* **ASSIGNED TASK**: Set down the line that has "Target: weathered headstone" and each line beneath it, through the last line of the entries, exactly and with no others.
DATASET: Begin
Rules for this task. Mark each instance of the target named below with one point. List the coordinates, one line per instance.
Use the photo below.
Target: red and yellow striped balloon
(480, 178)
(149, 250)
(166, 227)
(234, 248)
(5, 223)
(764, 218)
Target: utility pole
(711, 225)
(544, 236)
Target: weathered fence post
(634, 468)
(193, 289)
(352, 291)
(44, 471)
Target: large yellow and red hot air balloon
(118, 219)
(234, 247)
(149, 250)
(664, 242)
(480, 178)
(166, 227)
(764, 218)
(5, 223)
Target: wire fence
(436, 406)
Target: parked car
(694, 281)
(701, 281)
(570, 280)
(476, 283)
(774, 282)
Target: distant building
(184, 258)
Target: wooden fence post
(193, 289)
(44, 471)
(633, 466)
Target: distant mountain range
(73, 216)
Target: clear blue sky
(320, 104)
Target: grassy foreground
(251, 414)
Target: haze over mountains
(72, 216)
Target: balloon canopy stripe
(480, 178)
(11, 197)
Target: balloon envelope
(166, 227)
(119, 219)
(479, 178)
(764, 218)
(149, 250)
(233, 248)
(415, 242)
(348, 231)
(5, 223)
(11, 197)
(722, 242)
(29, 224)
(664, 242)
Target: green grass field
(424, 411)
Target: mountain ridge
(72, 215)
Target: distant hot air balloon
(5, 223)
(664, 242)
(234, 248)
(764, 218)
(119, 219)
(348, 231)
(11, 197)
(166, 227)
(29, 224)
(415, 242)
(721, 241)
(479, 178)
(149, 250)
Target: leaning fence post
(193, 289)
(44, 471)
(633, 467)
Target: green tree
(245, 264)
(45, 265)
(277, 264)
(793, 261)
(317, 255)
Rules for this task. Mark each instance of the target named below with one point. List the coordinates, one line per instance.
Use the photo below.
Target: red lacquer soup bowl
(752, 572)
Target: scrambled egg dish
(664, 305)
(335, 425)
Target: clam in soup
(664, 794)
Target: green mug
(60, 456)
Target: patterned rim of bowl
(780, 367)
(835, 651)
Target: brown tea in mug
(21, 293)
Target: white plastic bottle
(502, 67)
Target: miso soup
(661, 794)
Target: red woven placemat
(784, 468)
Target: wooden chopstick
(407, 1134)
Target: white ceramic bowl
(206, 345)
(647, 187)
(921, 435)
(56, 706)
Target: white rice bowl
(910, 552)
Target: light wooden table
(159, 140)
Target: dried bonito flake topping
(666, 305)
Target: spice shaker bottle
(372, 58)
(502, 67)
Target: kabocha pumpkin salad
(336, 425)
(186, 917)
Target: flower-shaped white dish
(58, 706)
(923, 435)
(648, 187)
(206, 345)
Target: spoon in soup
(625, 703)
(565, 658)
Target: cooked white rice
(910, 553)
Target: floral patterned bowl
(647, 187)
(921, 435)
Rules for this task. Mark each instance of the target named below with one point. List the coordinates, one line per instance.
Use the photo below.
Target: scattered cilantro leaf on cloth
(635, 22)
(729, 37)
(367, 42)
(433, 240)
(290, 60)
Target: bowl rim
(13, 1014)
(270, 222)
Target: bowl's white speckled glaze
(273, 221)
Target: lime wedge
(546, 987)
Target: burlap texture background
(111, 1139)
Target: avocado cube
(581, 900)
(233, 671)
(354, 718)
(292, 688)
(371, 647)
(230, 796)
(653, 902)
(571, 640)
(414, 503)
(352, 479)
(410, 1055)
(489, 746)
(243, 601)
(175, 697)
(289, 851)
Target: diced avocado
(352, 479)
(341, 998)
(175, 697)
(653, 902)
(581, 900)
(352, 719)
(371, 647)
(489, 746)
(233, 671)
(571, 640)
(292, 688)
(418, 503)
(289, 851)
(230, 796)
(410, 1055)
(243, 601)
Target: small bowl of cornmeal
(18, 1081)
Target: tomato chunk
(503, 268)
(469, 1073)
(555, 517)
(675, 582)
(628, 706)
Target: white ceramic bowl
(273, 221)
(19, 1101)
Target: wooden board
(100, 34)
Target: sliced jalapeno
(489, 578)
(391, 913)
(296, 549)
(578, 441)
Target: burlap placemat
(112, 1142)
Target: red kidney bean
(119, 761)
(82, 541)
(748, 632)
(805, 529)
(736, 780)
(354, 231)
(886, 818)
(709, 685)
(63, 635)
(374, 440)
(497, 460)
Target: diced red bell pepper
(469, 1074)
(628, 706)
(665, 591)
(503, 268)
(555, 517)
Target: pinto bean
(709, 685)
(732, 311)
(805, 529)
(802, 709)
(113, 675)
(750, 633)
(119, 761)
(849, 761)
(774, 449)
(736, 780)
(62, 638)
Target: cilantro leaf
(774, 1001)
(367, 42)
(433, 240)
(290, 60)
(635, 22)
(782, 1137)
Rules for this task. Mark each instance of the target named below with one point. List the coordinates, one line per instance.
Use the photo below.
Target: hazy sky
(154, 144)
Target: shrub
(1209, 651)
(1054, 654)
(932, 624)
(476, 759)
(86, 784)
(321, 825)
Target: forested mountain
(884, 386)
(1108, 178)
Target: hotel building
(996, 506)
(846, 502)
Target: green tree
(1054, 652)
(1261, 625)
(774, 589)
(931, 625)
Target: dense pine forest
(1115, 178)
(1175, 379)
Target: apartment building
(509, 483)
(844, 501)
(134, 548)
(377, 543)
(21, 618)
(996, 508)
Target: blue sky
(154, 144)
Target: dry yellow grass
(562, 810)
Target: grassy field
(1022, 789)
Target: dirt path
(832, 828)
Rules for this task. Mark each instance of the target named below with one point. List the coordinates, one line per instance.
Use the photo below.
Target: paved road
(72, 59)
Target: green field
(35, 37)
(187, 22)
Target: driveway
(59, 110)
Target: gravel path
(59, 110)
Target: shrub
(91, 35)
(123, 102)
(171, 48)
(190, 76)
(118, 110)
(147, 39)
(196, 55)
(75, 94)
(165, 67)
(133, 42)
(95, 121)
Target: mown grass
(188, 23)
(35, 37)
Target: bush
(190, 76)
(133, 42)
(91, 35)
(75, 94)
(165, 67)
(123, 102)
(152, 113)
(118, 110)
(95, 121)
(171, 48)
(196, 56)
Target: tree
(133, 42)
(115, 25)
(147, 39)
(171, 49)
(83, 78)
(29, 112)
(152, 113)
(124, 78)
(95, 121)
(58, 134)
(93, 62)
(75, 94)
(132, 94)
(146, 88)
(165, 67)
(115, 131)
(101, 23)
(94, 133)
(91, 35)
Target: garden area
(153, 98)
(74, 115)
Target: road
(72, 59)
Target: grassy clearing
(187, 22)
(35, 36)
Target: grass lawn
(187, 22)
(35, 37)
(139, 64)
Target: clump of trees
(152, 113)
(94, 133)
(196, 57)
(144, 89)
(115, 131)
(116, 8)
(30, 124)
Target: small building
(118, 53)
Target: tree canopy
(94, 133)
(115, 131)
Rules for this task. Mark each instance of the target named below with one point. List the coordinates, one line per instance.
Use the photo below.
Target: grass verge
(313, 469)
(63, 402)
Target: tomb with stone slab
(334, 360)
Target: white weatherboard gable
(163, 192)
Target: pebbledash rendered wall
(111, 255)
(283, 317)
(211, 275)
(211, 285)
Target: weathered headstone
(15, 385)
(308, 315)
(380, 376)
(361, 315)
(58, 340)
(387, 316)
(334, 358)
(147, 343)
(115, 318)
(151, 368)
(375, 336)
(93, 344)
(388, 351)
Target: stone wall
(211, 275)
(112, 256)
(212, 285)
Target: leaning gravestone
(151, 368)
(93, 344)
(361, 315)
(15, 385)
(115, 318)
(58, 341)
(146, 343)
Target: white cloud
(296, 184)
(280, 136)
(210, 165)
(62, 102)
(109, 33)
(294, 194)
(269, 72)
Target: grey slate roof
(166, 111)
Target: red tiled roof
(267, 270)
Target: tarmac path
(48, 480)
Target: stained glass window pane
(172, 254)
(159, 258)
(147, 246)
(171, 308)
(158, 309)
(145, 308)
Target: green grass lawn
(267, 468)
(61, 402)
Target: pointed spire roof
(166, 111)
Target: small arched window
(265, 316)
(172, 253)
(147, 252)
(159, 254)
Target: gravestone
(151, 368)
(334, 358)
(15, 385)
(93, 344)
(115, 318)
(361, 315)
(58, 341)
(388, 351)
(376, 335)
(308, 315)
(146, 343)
DATASET: End
* **RESPONSE AREA**:
Target: weathered headstone
(15, 385)
(308, 315)
(380, 376)
(361, 315)
(58, 340)
(387, 316)
(334, 358)
(147, 343)
(115, 318)
(151, 368)
(375, 336)
(93, 344)
(388, 351)
Target: stone wall
(211, 275)
(112, 256)
(212, 285)
Target: leaning gravestone
(151, 368)
(93, 344)
(361, 315)
(15, 385)
(115, 318)
(58, 341)
(146, 343)
Target: white cloud
(296, 184)
(280, 136)
(210, 165)
(62, 102)
(109, 33)
(294, 194)
(269, 72)
Target: grey slate roof
(166, 111)
Target: red tiled roof
(267, 270)
Target: tarmac path
(48, 480)
Target: stained glass window pane
(172, 254)
(159, 258)
(147, 246)
(171, 308)
(158, 309)
(145, 308)
Target: green grass lawn
(267, 468)
(61, 402)
Target: pointed spire roof
(166, 111)
Target: small arched window
(265, 316)
(172, 253)
(147, 252)
(159, 254)
Target: gravestone
(151, 368)
(334, 358)
(15, 385)
(93, 344)
(115, 318)
(361, 315)
(58, 341)
(388, 351)
(376, 335)
(308, 315)
(146, 343)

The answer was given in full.